───── Record excerpts ─────
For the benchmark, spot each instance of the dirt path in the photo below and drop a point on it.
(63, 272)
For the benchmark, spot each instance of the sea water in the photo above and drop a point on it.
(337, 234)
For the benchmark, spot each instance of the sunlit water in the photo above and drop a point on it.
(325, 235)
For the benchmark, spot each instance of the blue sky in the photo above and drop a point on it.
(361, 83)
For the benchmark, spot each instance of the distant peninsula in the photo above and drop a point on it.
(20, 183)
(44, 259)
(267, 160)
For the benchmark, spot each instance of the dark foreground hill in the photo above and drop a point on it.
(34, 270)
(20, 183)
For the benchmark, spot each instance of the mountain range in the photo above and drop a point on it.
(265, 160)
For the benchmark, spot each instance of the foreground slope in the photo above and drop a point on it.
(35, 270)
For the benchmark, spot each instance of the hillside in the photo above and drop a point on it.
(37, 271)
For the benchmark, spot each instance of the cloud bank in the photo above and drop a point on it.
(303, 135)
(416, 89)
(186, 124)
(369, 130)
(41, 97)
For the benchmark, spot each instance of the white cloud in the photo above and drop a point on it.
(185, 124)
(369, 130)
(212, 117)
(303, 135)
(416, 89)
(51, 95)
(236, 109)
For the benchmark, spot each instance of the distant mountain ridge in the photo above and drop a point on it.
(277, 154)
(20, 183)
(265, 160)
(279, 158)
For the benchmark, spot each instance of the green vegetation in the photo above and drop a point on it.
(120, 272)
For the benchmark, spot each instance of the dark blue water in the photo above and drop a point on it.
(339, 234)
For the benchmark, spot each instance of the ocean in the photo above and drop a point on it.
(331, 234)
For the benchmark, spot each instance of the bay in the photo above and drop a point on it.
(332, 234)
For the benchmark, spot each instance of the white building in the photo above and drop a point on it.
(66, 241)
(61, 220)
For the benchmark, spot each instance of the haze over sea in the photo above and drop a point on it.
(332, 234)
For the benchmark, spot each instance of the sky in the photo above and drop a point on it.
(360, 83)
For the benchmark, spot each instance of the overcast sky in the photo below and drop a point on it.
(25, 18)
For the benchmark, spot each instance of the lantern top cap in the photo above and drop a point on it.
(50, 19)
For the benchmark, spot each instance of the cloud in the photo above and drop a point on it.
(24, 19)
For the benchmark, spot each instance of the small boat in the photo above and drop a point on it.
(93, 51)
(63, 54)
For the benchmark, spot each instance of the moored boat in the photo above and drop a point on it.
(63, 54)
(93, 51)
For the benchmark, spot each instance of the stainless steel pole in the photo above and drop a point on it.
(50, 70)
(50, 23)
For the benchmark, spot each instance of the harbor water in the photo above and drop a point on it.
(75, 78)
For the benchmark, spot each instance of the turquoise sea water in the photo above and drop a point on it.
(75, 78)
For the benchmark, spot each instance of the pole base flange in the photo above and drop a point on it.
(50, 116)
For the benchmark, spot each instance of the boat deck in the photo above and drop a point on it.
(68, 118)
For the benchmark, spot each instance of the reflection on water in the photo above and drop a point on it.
─────
## Description of the task
Starting at the line that contains "For the benchmark, spot each instance of the stainless", write out every line to the end of the entries, exactly as given.

## Expected output
For the benchmark, spot each instance of the stainless steel pole in the photo above and drop a point on it.
(50, 70)
(50, 23)
For the benchmark, spot each instance of the harbor water in the photo above and drop a point on it.
(75, 78)
For the benchmark, spot each instance of the turquoise sea water in the photo above and drop a point on it.
(75, 78)
For the benchmark, spot each instance of the pole base flange in the photo above and drop a point on it.
(50, 116)
For the benchmark, spot each instance of the boat deck in the photo above and drop a point on it.
(68, 118)
For the benchmark, spot each instance of the reflection on water in the photo above and drop a point on it.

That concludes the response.